En tan solo un par de semanas, la Corte Suprema de Estados Unidos le ha brindado a la derecha de ese país tres victorias en asuntos que polarizan a la sociedad. Eliminó el derecho constitucional al aborto, vetó una ley del estado de Nueva York que limita el porte de armas y redujo la capacidad de una agencia federal para restringir el uso de combustibles fósiles.
En el caso del aborto, la mayoría conservadora en el tribunal detrás de todos estos fallos argumentó que aspiraba a aplacar las divisiones en la materia. ¿Cómo? Permitiendo que las legislaturas de cada estado, electas por los ciudadanos, sean las que decidan si permiten el aborto o no.
Pero lo más probable es que esa y las otras dos sentencias terminen generando una polarización incluso mayor. Ello se debe al contexto en el que ocurren y a la composición actual de la corte. Veamos.
Desconexión riesgosa
En teoría, los jueces de la Corte Suprema deben dictar jurisprudencia sin reparar en la opinión popular al respecto. También se supone que interpreten las leyes sin influencia de la política partidista. Es por eso que son funcionarios no electos democráticamente y con un período que dura hasta su retiro voluntario o muerte. La idea es dar estabilidad al marco legal de la república, sin la presión de las pasiones cambiantes de las masas.
Sin embargo, todo esto supone que para que la corte no democrática tenga un funcionamiento en armonía con la sociedad se deben cumplir varias condiciones tácitas. En primer lugar, las decisiones contrarias a la voluntad de la mayoría ciudadana deberían ser más excepción que regla.
De lo contrario, si dicha voluntad es sistemáticamente contrariada por un puñado de individuos no electos popularmente, el resultado pudiera ser una pérdida severa de legitimidad a los ojos de la sociedad. Porque el dispositivo para evitar que la democracia degenere en tiranía de la mayoría termina siendo como un gobierno de la minoría, o al menos luciendo como tal.
Imparcialidad a medias
En segundo lugar, los jueces de la corte realmente no actúan de forma totalmente objetiva e imparcial. A diferencia del Derecho romano, el Derecho anglosajón da un peso enorme a la interpretación de la ley. De manera que hay un terreno enorme para la subjetividad y las creencias personales de cada juez.
A sabiendas de ello, los responsables de nombrar magistrados de la Corte Suprema actúan en consecuencia. El Presidente propone un candidato para llenar una vacante, y el Senado lo confirma o rechaza por mayoría simple. Cada partido, por supuesto, busca elevar al tribunal a jueces que compartan su visión en polémicas clave.
Sin embargo, por generaciones hubo un compromiso informal entre republicanos y demócratas para evitar que la corte quedara desproporcionadamente inclinada hacia un lado u otro del espectro ideológico. Que hubiera un cierto equilibrio, para que ninguna facción tuviera un poder desproporcionado de cara a una sociedad en la que ambas se turnan rápidamente el apoyo mayroitario.

▶ [Datos proporcionados]
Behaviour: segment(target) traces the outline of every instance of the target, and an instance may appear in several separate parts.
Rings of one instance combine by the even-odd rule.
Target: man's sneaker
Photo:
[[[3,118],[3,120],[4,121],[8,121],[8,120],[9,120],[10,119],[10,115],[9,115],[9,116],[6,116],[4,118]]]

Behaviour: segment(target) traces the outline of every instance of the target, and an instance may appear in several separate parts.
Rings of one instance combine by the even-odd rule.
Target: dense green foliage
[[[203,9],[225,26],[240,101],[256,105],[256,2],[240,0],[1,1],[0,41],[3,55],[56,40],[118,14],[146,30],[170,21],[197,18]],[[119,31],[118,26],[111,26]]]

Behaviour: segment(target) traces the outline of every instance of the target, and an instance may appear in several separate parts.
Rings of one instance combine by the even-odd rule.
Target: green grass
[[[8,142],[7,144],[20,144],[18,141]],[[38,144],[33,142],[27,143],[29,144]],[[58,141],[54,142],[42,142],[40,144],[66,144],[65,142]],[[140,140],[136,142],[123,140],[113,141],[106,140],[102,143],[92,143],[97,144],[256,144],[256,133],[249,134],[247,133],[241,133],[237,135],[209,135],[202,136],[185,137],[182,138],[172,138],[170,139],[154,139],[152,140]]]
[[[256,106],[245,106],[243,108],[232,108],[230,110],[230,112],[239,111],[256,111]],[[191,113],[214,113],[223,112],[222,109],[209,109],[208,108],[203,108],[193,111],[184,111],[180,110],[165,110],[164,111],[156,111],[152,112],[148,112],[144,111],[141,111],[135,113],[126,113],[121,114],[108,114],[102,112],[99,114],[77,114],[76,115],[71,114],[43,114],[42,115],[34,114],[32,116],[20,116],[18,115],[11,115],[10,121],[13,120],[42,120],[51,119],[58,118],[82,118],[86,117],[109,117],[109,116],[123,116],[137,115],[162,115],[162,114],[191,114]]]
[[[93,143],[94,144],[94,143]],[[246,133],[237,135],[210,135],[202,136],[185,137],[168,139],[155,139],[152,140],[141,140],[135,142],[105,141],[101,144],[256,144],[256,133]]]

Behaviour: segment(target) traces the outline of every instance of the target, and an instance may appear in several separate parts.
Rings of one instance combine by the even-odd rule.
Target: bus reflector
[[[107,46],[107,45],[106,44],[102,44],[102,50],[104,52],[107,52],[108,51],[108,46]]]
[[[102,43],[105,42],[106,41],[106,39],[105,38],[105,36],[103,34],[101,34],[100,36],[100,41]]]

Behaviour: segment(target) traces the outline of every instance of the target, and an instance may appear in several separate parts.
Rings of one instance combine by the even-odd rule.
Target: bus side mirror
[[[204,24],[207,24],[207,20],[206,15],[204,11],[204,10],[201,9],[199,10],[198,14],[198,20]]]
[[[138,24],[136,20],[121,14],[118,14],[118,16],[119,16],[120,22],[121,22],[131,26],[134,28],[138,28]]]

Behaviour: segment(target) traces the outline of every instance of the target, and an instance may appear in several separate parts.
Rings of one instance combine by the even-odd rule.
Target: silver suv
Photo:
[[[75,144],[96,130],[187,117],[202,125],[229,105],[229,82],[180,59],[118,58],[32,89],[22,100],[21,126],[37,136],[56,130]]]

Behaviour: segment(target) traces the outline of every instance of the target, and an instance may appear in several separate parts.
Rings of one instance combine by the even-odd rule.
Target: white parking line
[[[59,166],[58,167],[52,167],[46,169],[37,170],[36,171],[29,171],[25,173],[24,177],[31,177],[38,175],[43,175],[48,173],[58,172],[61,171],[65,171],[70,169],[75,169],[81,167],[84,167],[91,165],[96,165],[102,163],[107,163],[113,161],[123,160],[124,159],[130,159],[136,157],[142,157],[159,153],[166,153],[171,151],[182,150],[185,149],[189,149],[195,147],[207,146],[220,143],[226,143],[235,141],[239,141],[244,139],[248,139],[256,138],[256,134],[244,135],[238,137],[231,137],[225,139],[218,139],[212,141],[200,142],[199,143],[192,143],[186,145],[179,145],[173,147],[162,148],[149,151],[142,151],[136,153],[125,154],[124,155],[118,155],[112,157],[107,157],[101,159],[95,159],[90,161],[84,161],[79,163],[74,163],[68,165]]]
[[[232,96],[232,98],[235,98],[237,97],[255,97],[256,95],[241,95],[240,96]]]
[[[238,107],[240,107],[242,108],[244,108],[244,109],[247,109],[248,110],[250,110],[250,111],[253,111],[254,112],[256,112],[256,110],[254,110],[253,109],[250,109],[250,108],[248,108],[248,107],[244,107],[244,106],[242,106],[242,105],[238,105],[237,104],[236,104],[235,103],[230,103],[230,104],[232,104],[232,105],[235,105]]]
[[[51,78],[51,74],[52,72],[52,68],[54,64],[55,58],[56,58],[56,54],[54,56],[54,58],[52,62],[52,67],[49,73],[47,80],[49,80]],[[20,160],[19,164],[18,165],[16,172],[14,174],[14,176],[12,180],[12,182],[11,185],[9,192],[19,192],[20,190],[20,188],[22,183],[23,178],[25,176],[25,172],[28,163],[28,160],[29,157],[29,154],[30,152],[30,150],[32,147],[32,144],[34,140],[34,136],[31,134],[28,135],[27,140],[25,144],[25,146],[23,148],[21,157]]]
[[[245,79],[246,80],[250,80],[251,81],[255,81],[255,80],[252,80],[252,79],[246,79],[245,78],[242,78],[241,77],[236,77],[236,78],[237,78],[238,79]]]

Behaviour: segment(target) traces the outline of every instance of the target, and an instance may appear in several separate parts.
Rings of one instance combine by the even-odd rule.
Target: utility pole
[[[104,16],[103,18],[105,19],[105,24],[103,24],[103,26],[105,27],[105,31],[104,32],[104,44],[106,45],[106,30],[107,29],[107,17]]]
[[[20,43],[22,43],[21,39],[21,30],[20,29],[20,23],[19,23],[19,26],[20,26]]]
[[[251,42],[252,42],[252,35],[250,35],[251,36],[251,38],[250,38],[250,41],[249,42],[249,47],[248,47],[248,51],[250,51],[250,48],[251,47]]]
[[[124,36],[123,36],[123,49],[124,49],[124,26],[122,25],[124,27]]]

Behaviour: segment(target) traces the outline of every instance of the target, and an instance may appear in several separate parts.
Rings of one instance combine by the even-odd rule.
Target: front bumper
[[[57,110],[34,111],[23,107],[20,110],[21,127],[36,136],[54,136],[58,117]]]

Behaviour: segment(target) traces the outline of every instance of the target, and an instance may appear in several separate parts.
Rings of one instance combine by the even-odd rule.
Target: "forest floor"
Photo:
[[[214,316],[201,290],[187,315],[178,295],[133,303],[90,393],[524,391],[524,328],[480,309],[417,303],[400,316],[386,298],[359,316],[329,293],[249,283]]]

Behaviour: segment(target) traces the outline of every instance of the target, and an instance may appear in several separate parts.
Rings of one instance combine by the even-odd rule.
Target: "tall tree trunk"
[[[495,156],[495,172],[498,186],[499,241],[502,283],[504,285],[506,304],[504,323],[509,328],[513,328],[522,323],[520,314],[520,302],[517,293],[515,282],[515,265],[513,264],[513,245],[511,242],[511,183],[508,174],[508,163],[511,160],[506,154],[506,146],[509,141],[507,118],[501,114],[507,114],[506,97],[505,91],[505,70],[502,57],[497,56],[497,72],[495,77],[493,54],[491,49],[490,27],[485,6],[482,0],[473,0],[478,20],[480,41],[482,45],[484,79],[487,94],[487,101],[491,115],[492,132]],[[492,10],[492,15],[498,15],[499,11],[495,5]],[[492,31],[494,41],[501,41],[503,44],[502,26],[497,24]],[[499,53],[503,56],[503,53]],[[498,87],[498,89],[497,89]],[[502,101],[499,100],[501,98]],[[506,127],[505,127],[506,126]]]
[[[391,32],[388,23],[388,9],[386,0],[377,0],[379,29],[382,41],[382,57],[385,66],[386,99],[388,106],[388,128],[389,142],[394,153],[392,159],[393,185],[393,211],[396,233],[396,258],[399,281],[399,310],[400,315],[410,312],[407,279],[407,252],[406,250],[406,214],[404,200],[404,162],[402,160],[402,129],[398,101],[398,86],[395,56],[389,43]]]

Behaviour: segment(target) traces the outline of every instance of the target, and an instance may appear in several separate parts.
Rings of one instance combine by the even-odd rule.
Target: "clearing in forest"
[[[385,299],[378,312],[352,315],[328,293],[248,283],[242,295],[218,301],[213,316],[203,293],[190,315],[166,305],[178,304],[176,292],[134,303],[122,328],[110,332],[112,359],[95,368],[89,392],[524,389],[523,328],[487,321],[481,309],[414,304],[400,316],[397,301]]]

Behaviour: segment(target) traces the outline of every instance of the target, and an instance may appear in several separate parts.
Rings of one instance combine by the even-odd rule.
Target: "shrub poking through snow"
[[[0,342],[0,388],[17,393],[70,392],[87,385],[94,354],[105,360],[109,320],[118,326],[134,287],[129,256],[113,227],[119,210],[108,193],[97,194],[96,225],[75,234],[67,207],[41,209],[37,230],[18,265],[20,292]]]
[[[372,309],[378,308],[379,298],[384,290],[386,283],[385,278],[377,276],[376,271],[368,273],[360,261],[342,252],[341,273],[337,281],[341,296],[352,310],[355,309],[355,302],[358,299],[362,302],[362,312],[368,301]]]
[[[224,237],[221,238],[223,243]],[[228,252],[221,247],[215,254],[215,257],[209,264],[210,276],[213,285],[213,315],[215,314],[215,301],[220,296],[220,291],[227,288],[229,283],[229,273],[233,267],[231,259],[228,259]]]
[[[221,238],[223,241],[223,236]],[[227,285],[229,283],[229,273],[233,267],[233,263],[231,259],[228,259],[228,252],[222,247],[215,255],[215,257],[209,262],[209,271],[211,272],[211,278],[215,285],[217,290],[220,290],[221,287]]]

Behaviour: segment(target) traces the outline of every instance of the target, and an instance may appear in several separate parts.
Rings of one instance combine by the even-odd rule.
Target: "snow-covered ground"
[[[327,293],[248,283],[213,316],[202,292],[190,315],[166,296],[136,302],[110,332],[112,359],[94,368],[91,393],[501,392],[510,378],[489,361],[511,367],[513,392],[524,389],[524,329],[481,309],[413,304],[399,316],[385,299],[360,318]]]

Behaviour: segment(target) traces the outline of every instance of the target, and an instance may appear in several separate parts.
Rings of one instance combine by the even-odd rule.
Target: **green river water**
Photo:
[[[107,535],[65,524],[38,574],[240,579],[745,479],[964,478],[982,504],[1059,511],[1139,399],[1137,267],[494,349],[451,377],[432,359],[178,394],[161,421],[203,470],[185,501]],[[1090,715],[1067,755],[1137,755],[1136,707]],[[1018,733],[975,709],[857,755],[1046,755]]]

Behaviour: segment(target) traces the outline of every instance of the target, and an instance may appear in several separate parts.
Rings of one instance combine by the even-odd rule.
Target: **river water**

▶ [Tarea 1]
Indique si cada afirmación concuerda con el texto sobre la Corte Suprema de Estados Unidos y responda sí o no, citando textualmente las palabras que lo deciden. (a) El Senado confirma o rechaza por mayoría simple al candidato propuesto por el Presidente. (b) Los jueces de la Corte Suprema son elegidos por voto popular. (c) El Derecho romano concede más peso a la interpretación de la ley que el Derecho anglosajón.
▶ [Tarea 2]
Según el texto sobre la Corte Suprema de Estados Unidos, ¿qué limitaba la ley del estado de Nueva York que el tribunal vetó?
▶ [Tarea 3]
Prosiga el texto sobre la Corte Suprema de Estados Unidos a partir de su última oración.

▶ [Respuesta 1]
(a) Sí: "el Senado lo confirma o rechaza por mayoría simple".
(b) No: "son funcionarios no electos democráticamente".
(c) No: "A diferencia del Derecho romano, el Derecho anglosajón da un peso enorme a la interpretación de la ley".

▶ [Respuesta 2]
Limitaba el porte de armas.

▶ [Respuesta 3]
Normas acomodaticias
Otra regla tácita de la política estadounidense permitió por muchos años el funcionamiento logístico de la anterior. A saber, cuando se abría una vacante en la Corte Suprema, el Senado permitía al Presidente de turno llenarla con un candidato de su elección, siempre y cuando se tratara de un jurisperito con los méritos académicos y profesionales requeridos. Eso era así aunque el Senado estuviera controlado por el partido opositor a la Casa Blanca.
Pero en 2016, la entonces mayoría republicana en el Senado dio al traste con la norma. No permitió al presidente Barack Obama llenar una vacante que se abrió tras la muerte del juez conservador Antonin Scalia. La medida fue defendida por los republicanos alegando que era año electoral y que debía ser el próximo Presidente quien decidiera. En efecto, el puesto vacío lo llenó un nominado por Donald Trump.
En su momento, esta jugada republicana fue extremadamente polémica. Lo fue aún más luego de que se abriera otra vacante por el deceso de la magistrada izquierdista Ruth Bader Ginsburg en 2020, también año electoral. Esta vez, la misma mayoría en el Senado no aplicó el mismo criterio que cuatro años antes. Trump llenó otro asiento en la corte con un reemplazo de derecha.
Y así se construyó la súper mayoría conservadora en la corte. Para la parte de la opinión pública que se inclina hacia la izquierda, las maniobras del Partido Republicano constituyen un intento injusto e hipócrita de politizar la corte al extremo. Si a eso se agrega que Trump fue un Presidente electo sin el voto mayoritario de los ciudadanos, la percepción de una corte concediendo los deseos de los republicanos de forma no democrática aumenta.
Aliento a una reacción
Entre los demócratas crece un clamor a favor de jugar tan duro como los republicanos para revertir los triunfos que la Corte Suprema dio a los segundos. Hay quienes proponen aumentar el número de jueces del tribunal y aprovechar que la Casa Blanca y el Senado están en manos demócratas para llenar las nuevas vacantes. Otros plantean eliminar un dispositivo del Senado que exige mayorías calificadas para aprobar leyes, de manera que la mayoría simple demócrata establezca legislación pro aborto y en otras áreas.
Todo esto sería legal, pero de seguro rechazado por todo el electorado republicano e incluso por no pocos independientes y algunos demócratas moderados. La sola idea genera denuncias de otra concentración de poder de forma indebida, manipulando o eliminando instituciones del Estado.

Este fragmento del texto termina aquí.